To pose that question is to posit an equivalence between the French army’s sudden collapse in the face of the Wehrmacht’s assault and the accumulation of U.S. military disappointments dating from 9/11. From a tactical or operational perspective, many will find such a comparison unpersuasive. After all, the present-day armed forces of the United States have not succumbed to outright defeat, nor is the government of the United States petitioning for a cessation of hostilities as the French authorities did in 1940.
Yet what matters in war are political outcomes. Time and again since 9/11, whether in Afghanistan, Iraq, or lesser theaters of conflict, the United States has failed to achieve the political purposes for which it went to war. From a strategic and political perspective, therefore, the comparison with France is instructive, even if failure need not entail abject surrender.
The French people and other supporters of the 1930s European status quo (including Americans who bothered to pay attention) were counting on that country’s soldiers to thwart further Nazi aggression once and for all. Defeat came as a profound shock. Similarly, after the Cold War, most Americans (and various beneficiaries of a supposed Pax Americana) counted on U.S. troops to maintain an agreeable and orderly global status quo. Instead, the profound shock of 9/11 induced Washington to embark upon what became a series of “endless wars” that U.S. forces proved incapable of bringing to a successful conclusion.
Crucially, however, no reevaluation of U.S. policy comparable to the “turn” that Wertheim describes has occurred. An exceedingly generous reading of President Trump’s promise to put “America First” might credit him with attempting such a turn. In practice, however, his incompetence and inconsistency, not to mention his naked dishonesty, produced a series of bizarre and random zigzags. Threats of “fire and fury” alternated with expressions of high regard for dictators (“we fell in love”). Troop withdrawals were announced and then modified or forgotten. Trump abandoned a global environmental agreement, massively rolled back environmental regulations domestically, and then took credit for providing Americans with “the very cleanest air and cleanest water on the planet.” Little of this was to be taken seriously.

______________________________

Exercise goal: Duplicate the full passage comparing France's 1940 collapse with U.S. wars after 9/11, word for word.

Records
______________________________

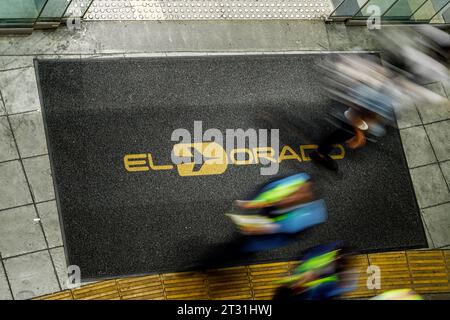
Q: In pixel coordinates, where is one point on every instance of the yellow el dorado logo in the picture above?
(216, 160)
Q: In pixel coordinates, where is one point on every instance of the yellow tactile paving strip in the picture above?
(424, 271)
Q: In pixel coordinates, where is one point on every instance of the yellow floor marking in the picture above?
(425, 271)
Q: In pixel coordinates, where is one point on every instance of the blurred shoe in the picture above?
(324, 160)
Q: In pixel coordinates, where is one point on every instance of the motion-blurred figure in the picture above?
(283, 207)
(368, 93)
(323, 273)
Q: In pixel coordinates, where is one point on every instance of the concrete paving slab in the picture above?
(437, 220)
(39, 176)
(14, 189)
(417, 147)
(19, 90)
(20, 231)
(439, 134)
(8, 150)
(31, 275)
(48, 213)
(429, 185)
(5, 292)
(59, 260)
(28, 129)
(431, 113)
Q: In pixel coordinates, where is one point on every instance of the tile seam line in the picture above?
(432, 147)
(424, 124)
(34, 201)
(6, 277)
(27, 253)
(26, 204)
(435, 155)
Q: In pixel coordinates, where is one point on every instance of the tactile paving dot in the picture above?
(205, 9)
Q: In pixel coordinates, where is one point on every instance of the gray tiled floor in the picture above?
(48, 213)
(5, 293)
(32, 251)
(19, 90)
(429, 185)
(417, 147)
(29, 132)
(31, 275)
(14, 189)
(7, 146)
(20, 232)
(439, 133)
(59, 260)
(445, 166)
(437, 220)
(432, 113)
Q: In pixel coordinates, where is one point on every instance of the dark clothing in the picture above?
(339, 136)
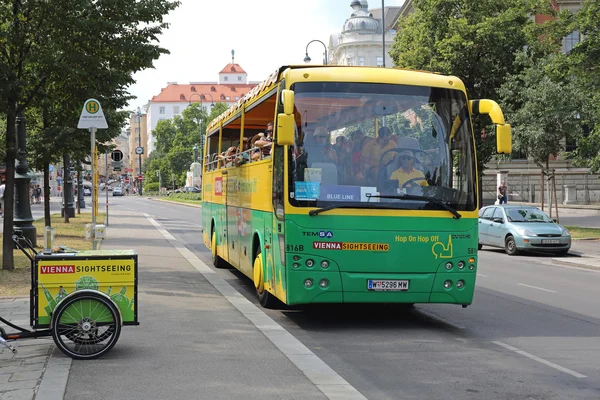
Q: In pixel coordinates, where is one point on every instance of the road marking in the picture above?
(441, 319)
(320, 374)
(540, 360)
(538, 288)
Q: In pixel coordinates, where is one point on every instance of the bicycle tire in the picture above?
(86, 325)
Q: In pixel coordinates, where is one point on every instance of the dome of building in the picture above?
(361, 20)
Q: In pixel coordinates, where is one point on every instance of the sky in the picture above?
(265, 35)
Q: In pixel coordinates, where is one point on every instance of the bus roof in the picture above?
(341, 73)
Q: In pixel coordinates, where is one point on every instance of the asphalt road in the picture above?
(533, 331)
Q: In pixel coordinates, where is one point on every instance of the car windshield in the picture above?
(527, 215)
(366, 143)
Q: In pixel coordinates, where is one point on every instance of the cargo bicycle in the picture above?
(71, 299)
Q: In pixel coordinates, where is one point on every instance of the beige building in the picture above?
(137, 137)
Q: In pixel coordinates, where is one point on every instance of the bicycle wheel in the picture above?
(86, 325)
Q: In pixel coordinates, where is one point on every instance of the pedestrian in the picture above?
(2, 188)
(502, 193)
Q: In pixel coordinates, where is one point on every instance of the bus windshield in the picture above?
(381, 145)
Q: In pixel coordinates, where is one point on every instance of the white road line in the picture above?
(538, 288)
(540, 360)
(441, 319)
(320, 374)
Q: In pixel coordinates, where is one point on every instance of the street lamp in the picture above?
(212, 102)
(139, 120)
(307, 58)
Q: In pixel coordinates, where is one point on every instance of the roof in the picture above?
(192, 92)
(232, 69)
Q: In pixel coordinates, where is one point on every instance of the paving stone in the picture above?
(21, 368)
(19, 385)
(22, 394)
(26, 376)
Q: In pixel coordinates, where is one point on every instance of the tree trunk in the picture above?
(66, 186)
(8, 262)
(47, 219)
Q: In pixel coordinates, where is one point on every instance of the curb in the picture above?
(581, 263)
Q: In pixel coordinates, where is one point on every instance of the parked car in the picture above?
(521, 228)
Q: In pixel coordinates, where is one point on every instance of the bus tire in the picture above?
(218, 262)
(266, 299)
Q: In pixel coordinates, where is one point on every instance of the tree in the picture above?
(45, 45)
(474, 40)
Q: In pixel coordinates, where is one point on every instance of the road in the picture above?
(533, 331)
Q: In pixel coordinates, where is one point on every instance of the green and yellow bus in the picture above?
(366, 191)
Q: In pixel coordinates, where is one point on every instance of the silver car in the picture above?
(521, 228)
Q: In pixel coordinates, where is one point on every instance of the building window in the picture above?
(570, 41)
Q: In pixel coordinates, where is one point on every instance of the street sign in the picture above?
(92, 116)
(116, 155)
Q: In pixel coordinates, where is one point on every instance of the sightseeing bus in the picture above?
(366, 191)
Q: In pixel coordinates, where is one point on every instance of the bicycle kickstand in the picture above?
(8, 346)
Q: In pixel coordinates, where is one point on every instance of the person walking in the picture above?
(502, 193)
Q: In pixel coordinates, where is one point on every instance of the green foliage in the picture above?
(543, 108)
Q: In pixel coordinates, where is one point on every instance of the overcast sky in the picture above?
(265, 34)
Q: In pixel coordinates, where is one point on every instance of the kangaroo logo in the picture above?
(439, 250)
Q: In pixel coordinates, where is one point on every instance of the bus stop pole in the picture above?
(106, 188)
(94, 188)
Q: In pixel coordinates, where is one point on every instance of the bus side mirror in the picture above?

______________________________

Solution for this problem:
To pose that question is to posit an equivalence between the French army’s sudden collapse in the face of the Wehrmacht’s assault and the accumulation of U.S. military disappointments dating from 9/11. From a tactical or operational perspective, many will find such a comparison unpersuasive. After all, the present-day armed forces of the United States have not succumbed to outright defeat, nor is the government of the United States petitioning for a cessation of hostilities as the French authorities did in 1940.
Yet what matters in war are political outcomes. Time and again since 9/11, whether in Afghanistan, Iraq, or lesser theaters of conflict, the United States has failed to achieve the political purposes for which it went to war. From a strategic and political perspective, therefore, the comparison with France is instructive, even if failure need not entail abject surrender.
The French people and other supporters of the 1930s European status quo (including Americans who bothered to pay attention) were counting on that country’s soldiers to thwart further Nazi aggression once and for all. Defeat came as a profound shock. Similarly, after the Cold War, most Americans (and various beneficiaries of a supposed Pax Americana) counted on U.S. troops to maintain an agreeable and orderly global status quo. Instead, the profound shock of 9/11 induced Washington to embark upon what became a series of “endless wars” that U.S. forces proved incapable of bringing to a successful conclusion.
Crucially, however, no reevaluation of U.S. policy comparable to the “turn” that Wertheim describes has occurred. An exceedingly generous reading of President Trump’s promise to put “America First” might credit him with attempting such a turn. In practice, however, his incompetence and inconsistency, not to mention his naked dishonesty, produced a series of bizarre and random zigzags. Threats of “fire and fury” alternated with expressions of high regard for dictators (“we fell in love”). Troop withdrawals were announced and then modified or forgotten. Trump abandoned a global environmental agreement, massively rolled back environmental regulations domestically, and then took credit for providing Americans with “the very cleanest air and cleanest water on the planet.” Little of this was to be taken seriously.